* [Extract provided]
In celebration of International Women's Day, (March 8th), PakUSonline wanted to highlight the accomplishments of 2 gifted Pakistani women writers, who also happen  to be mother and daughter.  We are proud to present exclusive interviews of Kamila Shamsie and her mother, Muneeza Shamsie.

 

Interview with Kamila Shamsie for ‘Burnt Shadows’ 

 “The mist gave way to rain as she spoke -- not a gentle rain that whispered of harvest and bounty but a harsh, hammering rain.  It fell like sheets of liquid steel, pounding all the life out of the tiny creatures in its path.  Monstrous watery shapes formed and disintegrated before Sajjad’s eyes as his tears splintered the rain.  If he let go of Hiroko she would slip away in fluid form.  Everything about her so precarious.” 

PakUSonline - Kamila Shamsie.jpg The above is an excerpt from Kamila Shamsie’s most recent book, “Burnt Shadows.”  Shamsie is a prominent Pakistani novelist who grew up in Karachi and has written five novels in English.  Her novels have earned her international recognition and high words of praise from the literary world. 

Her most recent novel, “Burnt Shadows” centers around a Japanese woman, Hiroko who survived the nuclear bomb in Nagasaki and it follows her and her son through certain pivotal moments in their life.

* [Raw data]
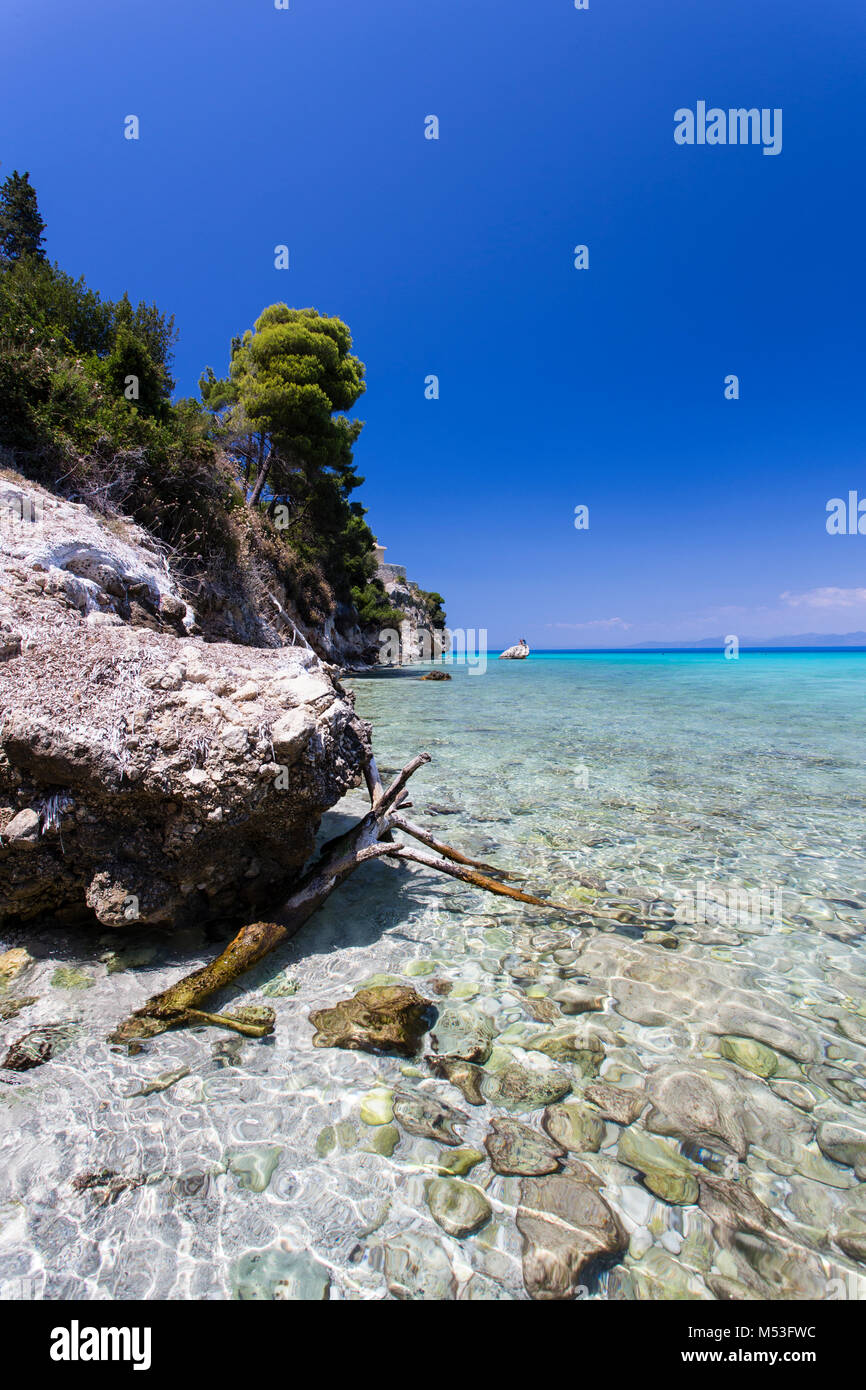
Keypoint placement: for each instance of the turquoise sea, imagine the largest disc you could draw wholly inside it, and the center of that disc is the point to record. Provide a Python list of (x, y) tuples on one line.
[(705, 822)]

* [Stated problem A] In the piece on Kamila Shamsie above, how many novels in English is she said to have written?
* [Stated problem B] Set down the passage of the Kamila Shamsie piece above from "In celebration of International Women's" up to and including "her mother, Muneeza Shamsie.".

* [Exercise solution A] Five.

* [Exercise solution B]
In celebration of International Women's Day, (March 8th), PakUSonline wanted to highlight the accomplishments of 2 gifted Pakistani women writers, who also happen  to be mother and daughter.  We are proud to present exclusive interviews of Kamila Shamsie and her mother, Muneeza Shamsie.